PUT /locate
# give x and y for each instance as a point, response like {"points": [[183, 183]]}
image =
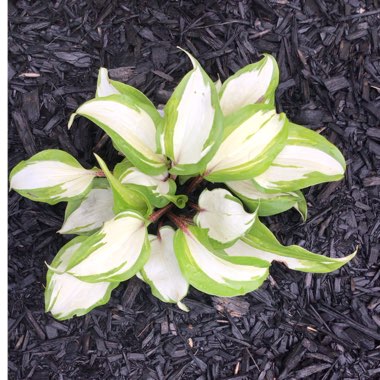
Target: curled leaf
{"points": [[51, 176]]}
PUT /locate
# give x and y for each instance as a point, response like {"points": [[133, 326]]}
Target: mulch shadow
{"points": [[297, 326]]}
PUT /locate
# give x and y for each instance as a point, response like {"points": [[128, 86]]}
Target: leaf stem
{"points": [[178, 221], [161, 212], [194, 184]]}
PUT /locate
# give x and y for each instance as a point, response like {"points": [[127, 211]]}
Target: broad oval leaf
{"points": [[115, 253], [262, 244], [51, 176], [65, 295], [307, 159], [223, 216], [162, 271], [252, 138], [192, 122], [132, 127], [213, 271], [268, 204], [255, 83], [84, 216]]}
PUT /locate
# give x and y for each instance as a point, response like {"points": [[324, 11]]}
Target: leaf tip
{"points": [[71, 120]]}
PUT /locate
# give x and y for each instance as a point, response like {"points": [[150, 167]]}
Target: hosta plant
{"points": [[183, 205]]}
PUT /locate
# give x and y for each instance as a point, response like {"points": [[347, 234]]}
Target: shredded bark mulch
{"points": [[297, 326]]}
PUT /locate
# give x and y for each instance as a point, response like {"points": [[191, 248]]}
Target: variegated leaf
{"points": [[115, 253], [307, 159], [132, 127], [223, 216], [51, 176], [213, 271], [162, 271], [88, 214], [65, 295], [268, 204], [255, 83], [192, 122], [262, 244], [252, 138]]}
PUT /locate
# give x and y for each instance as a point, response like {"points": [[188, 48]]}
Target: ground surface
{"points": [[296, 326]]}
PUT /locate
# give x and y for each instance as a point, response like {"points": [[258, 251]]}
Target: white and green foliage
{"points": [[255, 161]]}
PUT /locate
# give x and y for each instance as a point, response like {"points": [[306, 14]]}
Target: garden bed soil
{"points": [[297, 326]]}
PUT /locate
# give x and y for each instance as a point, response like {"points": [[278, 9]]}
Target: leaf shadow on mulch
{"points": [[297, 325]]}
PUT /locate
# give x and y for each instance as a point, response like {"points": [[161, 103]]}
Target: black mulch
{"points": [[296, 326]]}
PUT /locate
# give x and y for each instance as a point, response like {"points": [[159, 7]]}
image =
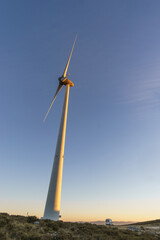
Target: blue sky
{"points": [[111, 162]]}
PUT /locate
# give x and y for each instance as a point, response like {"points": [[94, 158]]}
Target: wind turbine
{"points": [[52, 208]]}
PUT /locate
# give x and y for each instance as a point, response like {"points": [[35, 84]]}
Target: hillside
{"points": [[32, 228]]}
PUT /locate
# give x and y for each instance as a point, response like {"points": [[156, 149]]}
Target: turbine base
{"points": [[54, 216]]}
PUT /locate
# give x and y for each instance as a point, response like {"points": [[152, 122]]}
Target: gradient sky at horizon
{"points": [[111, 160]]}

####

◆ Work to complete ◆
A faithful copy of the records above, without images, is what to give back.

◆ Answer box ◆
PUT /locate
# give x and y for each instance as a point, response like {"points": [[183, 183]]}
image =
Target: curled leaf
{"points": [[51, 176]]}
PUT /locate
# give x and y for each instance as a point, response like {"points": [[133, 326]]}
Target: mulch shadow
{"points": [[297, 326]]}
PUT /locate
# give x and y for each instance as a point, response like {"points": [[128, 86]]}
Target: leaf stem
{"points": [[178, 221], [161, 212], [194, 184]]}
PUT /locate
# give x and y for each instance as a point, response like {"points": [[127, 211]]}
Target: broad oval leaf
{"points": [[115, 253], [262, 244], [51, 176], [65, 295], [307, 159], [223, 216], [162, 271], [252, 138], [192, 122], [132, 127], [213, 271], [268, 204], [255, 83], [84, 216]]}
PUT /locate
# give x and y for each instance as a point, response like {"points": [[324, 11]]}
Target: leaf tip
{"points": [[71, 120]]}
PUT /locate
# give x and y for each instance as a point, response like {"points": [[150, 167]]}
Target: hosta plant
{"points": [[183, 205]]}
PUT /locate
# give x and y for each instance as a point, response like {"points": [[347, 234]]}
Target: shredded bark mulch
{"points": [[297, 326]]}
PUT /locate
# give x and y for each instance as a point, response like {"points": [[191, 248]]}
Target: variegated leaf
{"points": [[115, 253], [307, 159], [132, 127], [223, 216], [51, 176], [213, 271], [162, 271], [88, 214], [65, 295], [268, 204], [255, 83], [192, 122], [262, 244], [252, 138]]}
PUT /locate
# give x and y for each instance as a point, response like {"points": [[188, 48]]}
Target: ground surface
{"points": [[296, 326]]}
PUT /locate
# give x and y for each instance as a point, response like {"points": [[258, 251]]}
Target: white and green foliage
{"points": [[255, 161]]}
PUT /locate
# give x and y for each instance as a point, response like {"points": [[306, 14]]}
Target: garden bed soil
{"points": [[297, 326]]}
PUT /locate
# give x and y for each instance as a point, response like {"points": [[278, 9]]}
Target: leaf shadow on mulch
{"points": [[297, 325]]}
PUT /locate
# give x and y for each instance as a point, response like {"points": [[161, 103]]}
Target: black mulch
{"points": [[296, 326]]}
PUT /locate
# give x and y for each instance as a point, response like {"points": [[159, 7]]}
image =
Target: blue sky
{"points": [[111, 162]]}
PUT /locate
# give x and y for each instance as a point, response like {"points": [[94, 158]]}
Target: wind turbine
{"points": [[52, 208]]}
PUT /locate
# give x and y for each instance as a point, response like {"points": [[35, 84]]}
Target: hillside
{"points": [[32, 228]]}
PUT /locate
# give x and y for each instance as a point, response like {"points": [[156, 149]]}
Target: turbine base
{"points": [[54, 216]]}
PUT /locate
# give x and y for each instance as a point, response like {"points": [[152, 122]]}
Target: gradient sky at horizon
{"points": [[111, 160]]}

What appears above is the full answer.